- _EXERCISE DIRECTIONS_: Retype every entry word for word.

- _DATA RECORDS_:

******

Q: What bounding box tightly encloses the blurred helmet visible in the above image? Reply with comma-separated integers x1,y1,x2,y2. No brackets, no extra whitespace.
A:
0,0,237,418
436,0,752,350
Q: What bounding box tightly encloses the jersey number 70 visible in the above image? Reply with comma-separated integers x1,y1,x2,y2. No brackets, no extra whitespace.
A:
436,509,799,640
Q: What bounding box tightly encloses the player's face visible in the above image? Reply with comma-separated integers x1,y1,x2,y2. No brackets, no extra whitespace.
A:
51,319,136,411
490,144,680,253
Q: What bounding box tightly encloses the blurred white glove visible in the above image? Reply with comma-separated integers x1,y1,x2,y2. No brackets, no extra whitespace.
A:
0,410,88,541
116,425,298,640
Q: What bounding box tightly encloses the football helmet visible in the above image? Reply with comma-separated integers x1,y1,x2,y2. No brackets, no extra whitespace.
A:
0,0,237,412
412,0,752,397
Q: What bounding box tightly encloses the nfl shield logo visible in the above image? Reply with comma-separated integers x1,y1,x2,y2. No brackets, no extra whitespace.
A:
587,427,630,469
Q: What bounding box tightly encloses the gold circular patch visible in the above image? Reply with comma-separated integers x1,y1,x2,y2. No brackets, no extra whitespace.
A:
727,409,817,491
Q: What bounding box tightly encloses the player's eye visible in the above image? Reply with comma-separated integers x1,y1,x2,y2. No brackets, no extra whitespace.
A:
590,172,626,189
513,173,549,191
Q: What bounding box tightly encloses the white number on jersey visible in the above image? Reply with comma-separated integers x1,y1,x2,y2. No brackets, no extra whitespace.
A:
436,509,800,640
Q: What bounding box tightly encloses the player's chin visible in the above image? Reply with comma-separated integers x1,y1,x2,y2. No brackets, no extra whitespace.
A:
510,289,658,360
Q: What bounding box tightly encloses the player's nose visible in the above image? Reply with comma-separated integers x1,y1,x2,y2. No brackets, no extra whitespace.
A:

******

- _RESPONSE TO THE TASK_:
Q: What bounding box tightly encloses the blurred helmet visible in the above image? Reply with comma-separated integers x1,y1,x2,y2. No brackets, no extra whitespace.
A:
0,0,237,418
436,0,752,350
Q: What bounding box tightly encloses the jersey number 70 visible in the above image? Reply with comma-separated integers x1,y1,x2,y2. No brackets, no extra whitespace.
A:
436,509,799,640
Q: What bounding box tightly encloses the player's face visible in the above image? Reply with comma-separated integers x1,y1,x2,y2. No brackets, no extra whitespace.
A:
51,319,136,411
490,144,680,253
Q: What bounding box tightly encloses the blurred white glove visible in the above image? Reply with comma-separated integers x1,y1,x2,y2. No brackets, no extra whitespace.
A:
0,410,88,541
116,425,298,640
Q: What bounding box tightly encloses the football helmet visible in the above image? Reply with comma-separated integers x1,y1,x2,y2. No brackets, no extra whitespace.
A:
0,0,237,412
412,0,752,397
Q: What bounding box tightly encloses the nfl shield logo visible in the above image? Reply with comma-separated integers x1,y1,x2,y2. No brackets, no extra whitespace.
A:
587,427,630,469
Q: What bounding box tightly encloses the gold circular patch visible in the above image? Reply with comma-separated integers x1,y1,x2,y2. No brackets, no extra whitespace.
A:
727,409,817,491
Q: What bounding box tightly encloses the player's eye visible in the above image? Reply with comma-separated integers x1,y1,x2,y2. No brackets, no extra whitespace.
A:
590,172,626,189
513,173,549,191
Q: What bounding box tightly encloses the white number on jersey visible in the above image? Reply with comma-separated integers x1,y1,x2,y2. No brackets, no extra whitespace.
A:
436,509,800,640
Q: What bounding box tightly encloses the player's chin visible in the above image? Reply with comma-separated integers x1,y1,x2,y2. No brackets, no extra whitespace.
A:
510,289,658,360
Q: What bounding box tightly encloses the player's nose visible in the above image? Reply with comma-separated integers x1,y1,x2,y2. No brackets, no extra whitespace.
A:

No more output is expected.